■ Task prompt
Every line in the data below that holds "batting" should be found and copied.

⟨

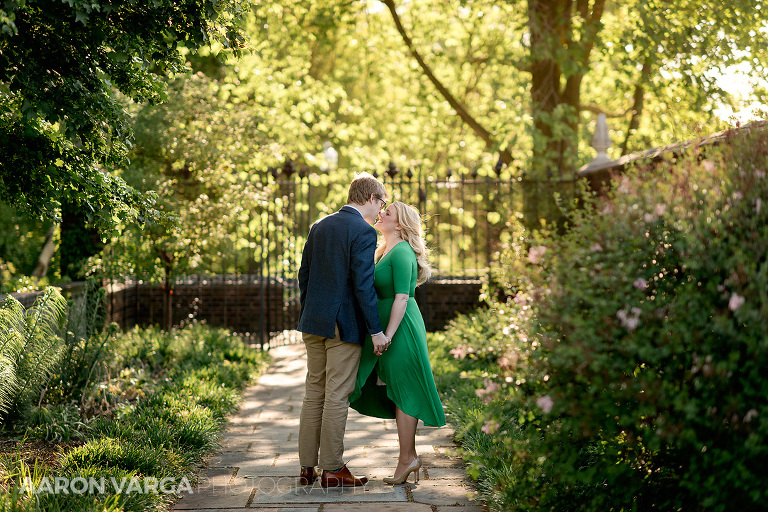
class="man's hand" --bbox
[372,333,390,356]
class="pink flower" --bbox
[513,292,528,305]
[475,379,499,401]
[589,243,603,252]
[449,345,468,359]
[728,293,745,311]
[527,245,548,265]
[481,420,500,434]
[617,308,641,331]
[655,204,667,217]
[536,395,554,414]
[633,278,648,290]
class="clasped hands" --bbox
[372,333,391,356]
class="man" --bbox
[297,172,391,487]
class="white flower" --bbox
[728,293,745,311]
[536,395,554,414]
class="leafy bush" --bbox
[438,126,768,511]
[0,288,67,424]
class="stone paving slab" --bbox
[408,480,478,506]
[325,504,433,512]
[178,509,319,512]
[172,341,486,511]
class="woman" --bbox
[349,201,446,485]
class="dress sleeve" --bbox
[390,245,414,295]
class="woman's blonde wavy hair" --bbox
[375,201,432,286]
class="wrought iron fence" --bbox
[105,163,578,347]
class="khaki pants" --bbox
[298,327,362,470]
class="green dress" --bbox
[349,242,446,427]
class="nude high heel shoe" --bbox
[383,457,421,484]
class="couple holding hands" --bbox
[296,172,445,487]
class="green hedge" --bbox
[436,127,768,511]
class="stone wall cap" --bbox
[579,120,768,179]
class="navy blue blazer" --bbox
[297,205,383,344]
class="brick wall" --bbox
[418,278,484,331]
[8,277,484,341]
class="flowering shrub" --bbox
[438,126,768,511]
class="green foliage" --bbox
[0,288,67,424]
[97,0,768,281]
[0,204,56,289]
[44,284,116,405]
[437,128,768,510]
[1,324,268,511]
[525,128,768,511]
[0,0,249,233]
[23,404,89,444]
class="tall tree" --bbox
[0,0,247,234]
[379,0,768,177]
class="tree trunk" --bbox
[621,60,652,156]
[31,226,57,278]
[59,202,104,280]
[156,249,175,332]
[528,0,567,176]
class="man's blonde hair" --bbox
[347,172,387,205]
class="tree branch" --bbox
[579,102,630,117]
[382,0,513,164]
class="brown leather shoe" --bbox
[299,466,318,485]
[320,465,368,487]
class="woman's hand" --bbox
[372,332,390,356]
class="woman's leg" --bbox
[394,406,419,473]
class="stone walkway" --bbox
[173,343,485,512]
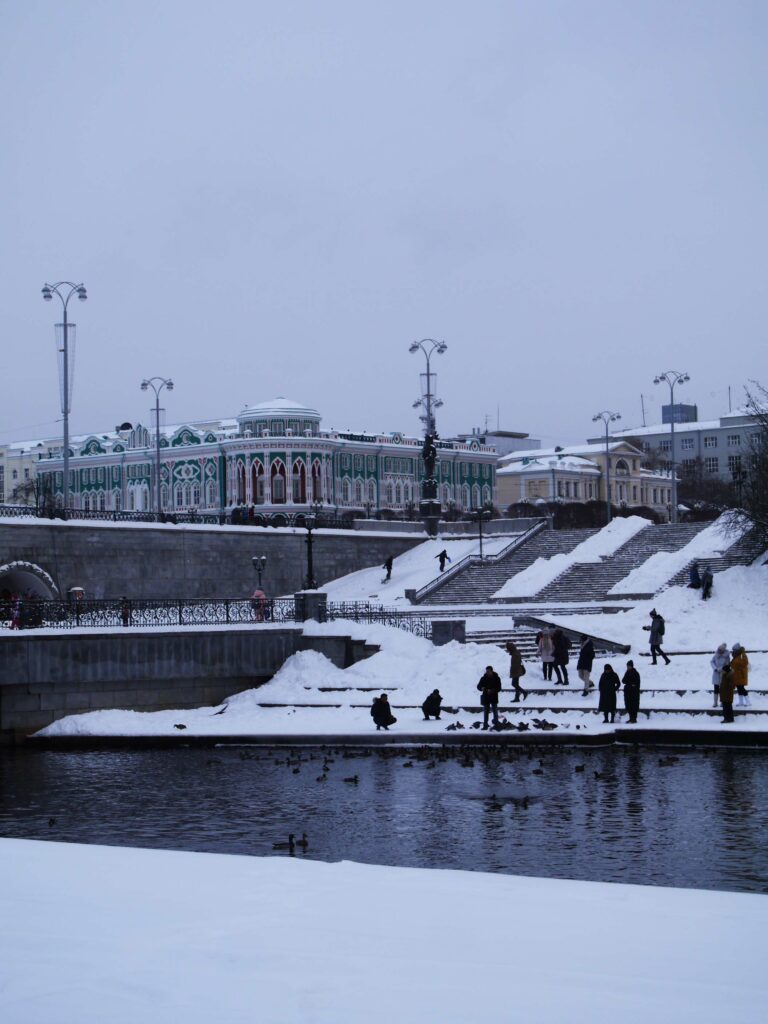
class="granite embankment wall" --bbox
[0,521,424,599]
[0,627,377,744]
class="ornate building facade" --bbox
[35,398,497,523]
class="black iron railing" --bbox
[0,596,297,631]
[326,601,432,638]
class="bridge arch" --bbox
[0,561,59,599]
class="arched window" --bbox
[482,485,491,505]
[462,484,471,509]
[472,484,481,508]
[251,460,265,504]
[160,484,169,510]
[292,460,307,503]
[367,479,376,505]
[112,489,121,511]
[342,478,351,503]
[83,494,91,512]
[192,483,201,506]
[99,491,106,511]
[236,462,246,504]
[442,484,450,506]
[395,483,402,505]
[354,478,363,503]
[311,459,323,501]
[615,459,630,477]
[385,482,393,505]
[271,460,286,504]
[205,479,217,507]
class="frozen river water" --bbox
[1,744,767,893]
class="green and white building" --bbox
[35,398,497,523]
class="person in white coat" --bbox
[710,643,730,709]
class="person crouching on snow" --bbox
[421,689,443,720]
[371,694,397,731]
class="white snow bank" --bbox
[1,839,766,1024]
[609,517,745,595]
[494,516,649,598]
[321,534,514,604]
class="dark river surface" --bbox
[1,744,767,894]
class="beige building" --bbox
[497,441,676,518]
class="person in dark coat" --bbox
[505,640,528,702]
[701,566,714,600]
[598,664,621,723]
[622,660,641,723]
[643,609,671,665]
[719,664,736,724]
[436,549,451,572]
[552,628,571,685]
[421,689,443,720]
[688,564,701,589]
[371,694,397,731]
[383,556,393,581]
[477,666,502,729]
[577,635,595,696]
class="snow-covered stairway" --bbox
[527,523,706,603]
[417,528,598,605]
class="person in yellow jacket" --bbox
[731,644,750,707]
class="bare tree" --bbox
[722,383,768,546]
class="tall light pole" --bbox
[140,377,174,515]
[653,370,690,523]
[592,410,621,525]
[409,338,447,436]
[304,513,317,589]
[42,281,87,514]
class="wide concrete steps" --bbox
[521,523,708,603]
[421,528,598,605]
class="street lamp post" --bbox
[471,503,492,559]
[409,338,447,436]
[653,371,690,523]
[304,514,317,589]
[140,377,174,516]
[42,281,87,514]
[592,410,621,525]
[252,555,267,589]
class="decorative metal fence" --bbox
[0,596,297,631]
[326,601,432,638]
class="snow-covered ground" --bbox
[494,515,649,598]
[609,517,743,594]
[321,533,515,604]
[37,559,768,739]
[1,839,765,1024]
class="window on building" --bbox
[659,440,671,453]
[728,454,742,474]
[24,468,30,480]
[703,436,717,448]
[681,458,696,474]
[632,485,637,501]
[354,479,363,503]
[728,434,741,447]
[704,457,719,474]
[564,481,571,497]
[394,483,402,504]
[573,482,579,498]
[641,442,651,453]
[367,480,376,504]
[12,470,18,480]
[681,438,694,451]
[588,483,593,498]
[652,488,658,504]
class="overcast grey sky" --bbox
[2,1,766,448]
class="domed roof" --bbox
[237,397,320,420]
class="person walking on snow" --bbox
[552,628,571,685]
[598,664,621,723]
[701,566,714,600]
[577,635,596,696]
[436,549,451,572]
[383,556,393,582]
[505,640,529,702]
[688,563,702,589]
[622,660,641,723]
[477,666,502,729]
[643,609,670,665]
[731,644,750,706]
[710,643,730,709]
[538,628,555,681]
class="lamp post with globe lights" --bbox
[592,410,621,526]
[653,371,690,523]
[41,281,87,514]
[140,377,174,516]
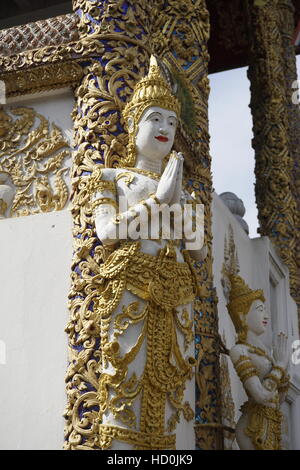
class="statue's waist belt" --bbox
[100,241,197,308]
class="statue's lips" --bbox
[155,136,169,142]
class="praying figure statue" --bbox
[227,273,290,450]
[88,56,206,450]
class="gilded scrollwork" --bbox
[0,106,70,218]
[0,31,150,98]
[220,353,236,450]
[149,0,210,69]
[3,62,83,98]
[95,238,197,448]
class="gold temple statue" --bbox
[88,56,206,450]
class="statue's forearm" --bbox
[94,196,158,245]
[244,375,275,405]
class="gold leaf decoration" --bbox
[0,106,70,218]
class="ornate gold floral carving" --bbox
[0,33,152,73]
[99,423,176,450]
[0,106,70,218]
[0,24,152,97]
[3,62,83,98]
[187,153,223,447]
[220,351,236,450]
[149,0,210,69]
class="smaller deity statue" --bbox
[227,273,290,450]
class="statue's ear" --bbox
[127,117,135,133]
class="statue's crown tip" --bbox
[149,55,158,68]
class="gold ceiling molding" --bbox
[0,34,151,72]
[3,62,84,98]
[0,34,151,98]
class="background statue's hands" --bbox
[273,332,289,369]
[244,375,277,406]
[155,152,181,204]
[254,386,277,406]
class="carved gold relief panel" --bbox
[0,106,71,218]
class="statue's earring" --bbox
[126,116,137,167]
[127,117,135,134]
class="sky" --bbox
[208,56,300,238]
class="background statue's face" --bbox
[246,299,269,336]
[134,106,177,161]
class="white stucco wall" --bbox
[0,210,73,450]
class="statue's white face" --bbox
[246,299,269,336]
[134,106,177,162]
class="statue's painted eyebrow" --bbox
[145,111,162,120]
[145,112,177,121]
[256,305,264,310]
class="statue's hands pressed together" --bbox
[155,151,183,205]
[169,151,184,205]
[252,384,276,407]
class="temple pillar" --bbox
[277,0,300,319]
[247,0,300,330]
[64,0,222,450]
[64,0,150,450]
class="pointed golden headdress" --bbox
[227,273,265,341]
[122,55,181,167]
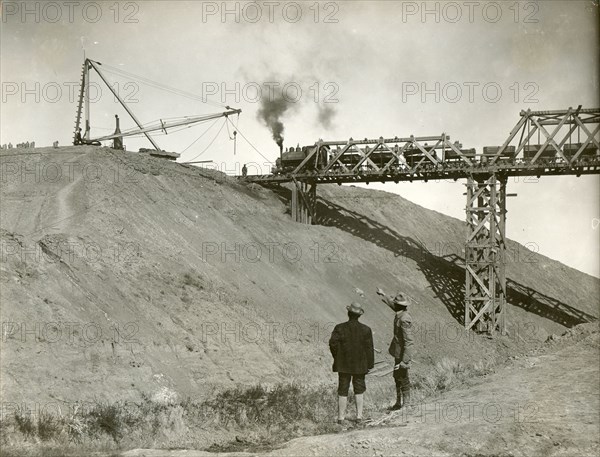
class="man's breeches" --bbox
[338,373,366,396]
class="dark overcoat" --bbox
[329,319,375,374]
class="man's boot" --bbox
[337,396,347,423]
[355,394,364,422]
[388,385,403,411]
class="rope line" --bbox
[226,117,273,164]
[180,117,222,154]
[186,118,228,162]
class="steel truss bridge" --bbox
[242,107,600,335]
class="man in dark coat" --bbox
[377,287,414,410]
[329,302,374,424]
[74,128,83,145]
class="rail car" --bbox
[521,143,599,163]
[479,144,599,164]
[443,147,476,163]
[334,147,405,170]
[478,146,517,165]
[482,146,517,159]
[562,143,599,160]
[522,145,557,160]
[401,145,435,168]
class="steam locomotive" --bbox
[272,145,329,174]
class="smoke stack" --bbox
[279,142,283,164]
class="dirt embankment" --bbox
[118,325,600,456]
[1,146,598,406]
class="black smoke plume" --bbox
[256,80,337,148]
[257,92,293,149]
[317,104,336,129]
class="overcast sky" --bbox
[1,0,599,276]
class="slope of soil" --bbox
[1,146,598,409]
[121,327,600,457]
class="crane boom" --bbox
[91,109,241,142]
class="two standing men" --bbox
[329,289,414,422]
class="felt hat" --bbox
[393,293,409,306]
[346,302,365,315]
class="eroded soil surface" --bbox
[122,332,599,457]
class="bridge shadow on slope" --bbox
[504,279,597,328]
[315,197,597,328]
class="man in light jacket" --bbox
[377,288,414,410]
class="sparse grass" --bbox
[182,271,204,290]
[412,357,496,398]
[417,357,464,392]
[2,361,498,454]
[14,412,36,438]
[86,402,133,442]
[2,383,338,452]
[203,382,341,449]
[37,412,62,441]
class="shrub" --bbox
[14,412,36,439]
[85,402,139,443]
[413,357,494,396]
[182,272,204,290]
[37,412,62,441]
[202,382,335,431]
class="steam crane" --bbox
[73,58,241,159]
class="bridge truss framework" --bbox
[244,107,599,335]
[464,174,507,334]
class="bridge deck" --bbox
[240,160,600,184]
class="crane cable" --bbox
[97,63,227,109]
[186,118,228,162]
[180,117,222,154]
[226,117,272,164]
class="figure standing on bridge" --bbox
[242,164,248,177]
[75,128,83,145]
[329,302,374,425]
[377,287,414,410]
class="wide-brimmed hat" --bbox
[346,302,365,315]
[393,293,409,306]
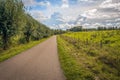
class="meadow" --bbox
[57,30,120,80]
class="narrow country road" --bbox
[0,36,65,80]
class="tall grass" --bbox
[58,30,120,80]
[58,36,96,80]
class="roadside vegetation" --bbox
[0,0,53,61]
[58,36,95,80]
[0,38,48,62]
[57,30,120,80]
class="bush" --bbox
[87,50,97,56]
[19,37,27,44]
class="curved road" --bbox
[0,36,65,80]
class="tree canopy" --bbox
[0,0,52,50]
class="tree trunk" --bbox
[26,34,30,43]
[2,31,8,50]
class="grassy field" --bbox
[57,30,120,80]
[0,38,48,62]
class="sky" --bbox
[22,0,120,29]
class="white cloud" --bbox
[82,9,98,18]
[30,10,49,21]
[79,0,120,21]
[106,23,113,26]
[115,18,120,21]
[38,1,51,7]
[22,0,51,7]
[61,4,69,8]
[116,23,120,26]
[78,0,88,1]
[78,0,94,2]
[83,23,105,28]
[93,23,103,26]
[22,0,37,6]
[101,0,112,5]
[58,23,76,29]
[40,4,82,22]
[82,8,114,19]
[87,9,97,15]
[106,20,113,22]
[83,23,90,26]
[61,0,69,8]
[61,16,76,23]
[99,0,120,10]
[83,23,92,28]
[23,0,120,29]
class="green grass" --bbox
[64,30,120,47]
[57,30,120,80]
[57,36,96,80]
[0,38,48,62]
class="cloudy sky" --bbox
[23,0,120,29]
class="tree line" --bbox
[67,26,120,32]
[0,0,52,50]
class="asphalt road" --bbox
[0,36,65,80]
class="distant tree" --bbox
[53,29,66,35]
[97,26,120,31]
[67,26,83,32]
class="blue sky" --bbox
[23,0,120,29]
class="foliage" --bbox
[53,29,66,35]
[57,36,95,80]
[97,26,120,30]
[0,0,52,50]
[0,0,24,49]
[58,30,120,80]
[67,26,83,32]
[67,26,120,32]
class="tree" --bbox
[23,14,34,43]
[0,0,52,49]
[67,26,83,32]
[0,0,24,49]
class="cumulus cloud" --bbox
[22,0,35,6]
[22,0,120,29]
[78,0,96,3]
[61,0,69,8]
[38,1,51,7]
[115,18,120,21]
[77,0,120,29]
[22,0,51,7]
[99,0,120,10]
[30,10,50,22]
[82,9,98,18]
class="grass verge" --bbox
[58,32,120,80]
[57,36,95,80]
[0,38,48,62]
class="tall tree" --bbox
[0,0,24,49]
[23,14,34,43]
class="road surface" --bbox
[0,36,65,80]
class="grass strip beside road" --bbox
[57,36,94,80]
[0,38,48,62]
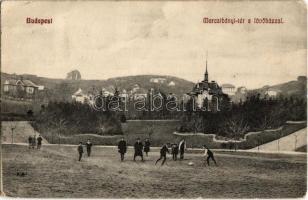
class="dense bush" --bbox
[33,101,123,141]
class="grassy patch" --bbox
[2,145,306,198]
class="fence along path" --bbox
[251,128,307,152]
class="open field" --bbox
[2,144,306,198]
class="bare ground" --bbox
[2,144,307,198]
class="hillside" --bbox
[1,72,306,102]
[250,77,307,99]
[1,73,195,101]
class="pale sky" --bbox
[1,0,307,89]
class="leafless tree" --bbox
[224,117,249,151]
[257,115,274,151]
[51,117,67,145]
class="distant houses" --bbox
[264,88,281,98]
[237,86,247,94]
[72,88,89,104]
[149,77,176,87]
[3,78,44,100]
[72,87,116,104]
[168,81,176,87]
[221,83,236,96]
[150,78,166,84]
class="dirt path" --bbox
[251,128,307,151]
[1,121,48,144]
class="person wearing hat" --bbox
[37,135,43,149]
[144,138,151,156]
[171,143,179,161]
[28,136,33,149]
[77,142,84,161]
[118,137,127,161]
[86,139,93,157]
[134,138,144,161]
[178,139,186,160]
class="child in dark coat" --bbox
[78,142,84,161]
[144,139,151,156]
[118,137,127,161]
[171,143,179,161]
[134,138,144,161]
[155,144,170,166]
[86,139,93,157]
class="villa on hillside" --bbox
[222,83,236,96]
[72,88,89,104]
[168,81,176,87]
[265,88,281,98]
[150,77,167,84]
[3,78,44,100]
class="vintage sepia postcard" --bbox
[0,0,307,198]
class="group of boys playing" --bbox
[117,137,217,167]
[77,137,217,167]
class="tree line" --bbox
[178,94,307,139]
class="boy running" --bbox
[155,144,169,166]
[203,145,217,166]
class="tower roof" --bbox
[204,54,209,82]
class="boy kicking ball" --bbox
[203,145,217,166]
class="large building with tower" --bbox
[188,60,229,112]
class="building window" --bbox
[26,87,34,94]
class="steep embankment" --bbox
[1,121,48,144]
[251,128,307,152]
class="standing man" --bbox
[134,138,144,161]
[28,136,33,149]
[155,144,169,166]
[77,142,84,161]
[144,138,151,156]
[178,139,186,160]
[32,135,36,149]
[171,143,179,161]
[86,139,93,157]
[118,137,127,161]
[37,135,43,149]
[204,145,217,166]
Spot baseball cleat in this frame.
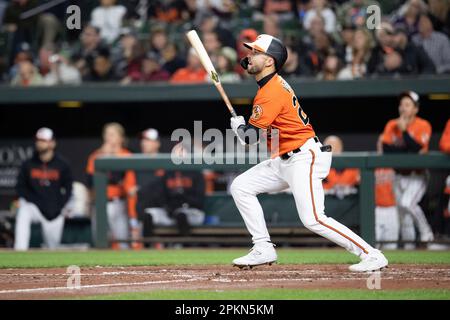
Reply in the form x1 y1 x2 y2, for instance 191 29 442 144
232 242 277 268
349 249 388 272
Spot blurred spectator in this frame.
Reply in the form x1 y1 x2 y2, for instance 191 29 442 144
367 22 398 75
215 47 240 82
71 25 109 78
10 60 43 86
148 0 188 23
170 48 207 83
412 14 450 74
340 22 357 65
3 0 38 55
161 43 186 75
322 135 360 199
111 29 144 82
86 122 138 250
392 0 428 37
317 53 343 80
90 0 127 44
338 28 374 79
303 0 337 34
14 128 73 250
279 44 313 78
263 0 295 21
263 13 282 38
8 45 33 80
303 14 327 48
83 49 120 82
42 51 82 86
337 0 380 28
375 135 399 250
392 26 436 75
0 1 7 26
202 30 222 66
381 91 434 246
427 0 450 37
306 31 338 76
367 22 435 76
197 11 236 49
148 26 169 61
131 51 170 83
194 0 236 21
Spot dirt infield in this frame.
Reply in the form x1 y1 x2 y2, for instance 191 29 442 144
0 264 449 299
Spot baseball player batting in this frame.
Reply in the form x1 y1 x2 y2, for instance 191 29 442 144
229 34 388 272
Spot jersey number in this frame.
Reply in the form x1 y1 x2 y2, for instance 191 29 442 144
292 95 310 126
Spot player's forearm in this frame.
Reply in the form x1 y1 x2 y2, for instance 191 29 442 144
402 132 422 152
236 124 260 145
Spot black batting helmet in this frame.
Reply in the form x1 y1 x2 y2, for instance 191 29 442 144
242 34 288 71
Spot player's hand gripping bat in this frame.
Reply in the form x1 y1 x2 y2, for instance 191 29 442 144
186 30 238 118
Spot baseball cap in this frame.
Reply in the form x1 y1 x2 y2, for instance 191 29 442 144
35 127 54 141
239 29 258 42
399 91 420 106
141 128 159 141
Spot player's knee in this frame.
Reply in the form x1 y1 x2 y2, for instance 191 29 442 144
230 176 250 198
300 217 321 232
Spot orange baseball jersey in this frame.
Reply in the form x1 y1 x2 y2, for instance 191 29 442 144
248 74 316 157
381 117 432 151
375 168 396 207
439 119 450 154
323 168 360 190
86 148 137 219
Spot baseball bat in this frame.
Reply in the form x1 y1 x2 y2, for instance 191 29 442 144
186 30 238 118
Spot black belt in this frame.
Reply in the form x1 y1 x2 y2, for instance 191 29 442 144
280 136 332 160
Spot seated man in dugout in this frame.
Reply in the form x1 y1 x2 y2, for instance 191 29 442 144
322 135 360 199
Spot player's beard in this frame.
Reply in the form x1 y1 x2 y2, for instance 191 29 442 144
247 64 262 75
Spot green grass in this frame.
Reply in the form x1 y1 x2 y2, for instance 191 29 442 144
0 249 449 269
79 289 450 300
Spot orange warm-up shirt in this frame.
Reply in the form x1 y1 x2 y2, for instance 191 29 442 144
86 148 137 219
170 68 207 83
248 74 316 158
381 116 432 152
323 168 360 190
375 168 396 207
439 119 450 154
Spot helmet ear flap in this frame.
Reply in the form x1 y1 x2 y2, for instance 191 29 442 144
240 57 249 70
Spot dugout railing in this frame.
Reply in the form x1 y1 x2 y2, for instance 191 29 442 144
93 152 450 248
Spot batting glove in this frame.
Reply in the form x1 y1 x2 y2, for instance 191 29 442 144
230 116 246 146
230 116 245 132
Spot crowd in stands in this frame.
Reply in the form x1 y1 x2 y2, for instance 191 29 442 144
0 0 449 86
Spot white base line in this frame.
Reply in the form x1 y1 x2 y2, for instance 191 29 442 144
0 278 203 295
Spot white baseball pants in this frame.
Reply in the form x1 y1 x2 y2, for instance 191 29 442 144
14 198 65 251
107 199 130 249
375 206 399 250
230 137 374 258
394 173 434 242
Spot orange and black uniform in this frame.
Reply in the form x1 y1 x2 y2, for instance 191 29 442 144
375 168 396 208
237 72 316 158
164 171 205 212
381 117 432 153
86 148 137 219
16 152 73 221
439 119 450 224
323 168 360 191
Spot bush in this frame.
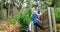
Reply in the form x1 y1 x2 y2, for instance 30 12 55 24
16 6 32 32
55 8 60 23
7 16 17 25
16 12 31 31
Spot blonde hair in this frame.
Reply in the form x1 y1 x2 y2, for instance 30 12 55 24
32 11 36 13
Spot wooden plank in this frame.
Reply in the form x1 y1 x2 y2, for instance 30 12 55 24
40 10 50 32
47 7 53 32
50 7 57 32
31 22 35 32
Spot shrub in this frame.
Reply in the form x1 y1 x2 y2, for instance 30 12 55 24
7 16 17 25
55 8 60 23
16 6 32 32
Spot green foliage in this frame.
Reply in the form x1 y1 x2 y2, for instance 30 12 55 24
13 0 22 9
2 0 10 9
7 16 17 25
55 8 60 23
16 6 32 31
16 12 29 30
25 6 32 17
54 0 60 7
3 3 9 9
0 11 3 20
44 0 60 7
44 0 52 6
26 0 30 2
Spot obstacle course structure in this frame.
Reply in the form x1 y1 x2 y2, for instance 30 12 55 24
32 7 57 32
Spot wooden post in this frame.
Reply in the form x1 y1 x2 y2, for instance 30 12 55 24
50 7 57 32
31 22 35 32
47 7 53 32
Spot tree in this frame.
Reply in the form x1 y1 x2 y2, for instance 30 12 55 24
44 0 60 7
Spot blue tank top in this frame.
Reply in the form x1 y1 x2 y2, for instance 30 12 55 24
32 13 37 23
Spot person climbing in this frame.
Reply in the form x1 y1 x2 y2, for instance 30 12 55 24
37 5 41 14
32 10 44 32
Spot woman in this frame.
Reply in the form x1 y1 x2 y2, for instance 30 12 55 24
32 11 44 32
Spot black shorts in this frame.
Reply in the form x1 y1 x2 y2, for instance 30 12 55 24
34 21 43 29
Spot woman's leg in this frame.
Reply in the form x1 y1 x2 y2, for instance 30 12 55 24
34 22 44 32
34 21 43 29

⟩

■ Solution for this task
Spot baseball player batting in this frame.
Spot black batting helmet in this frame.
Spot batting glove in this frame.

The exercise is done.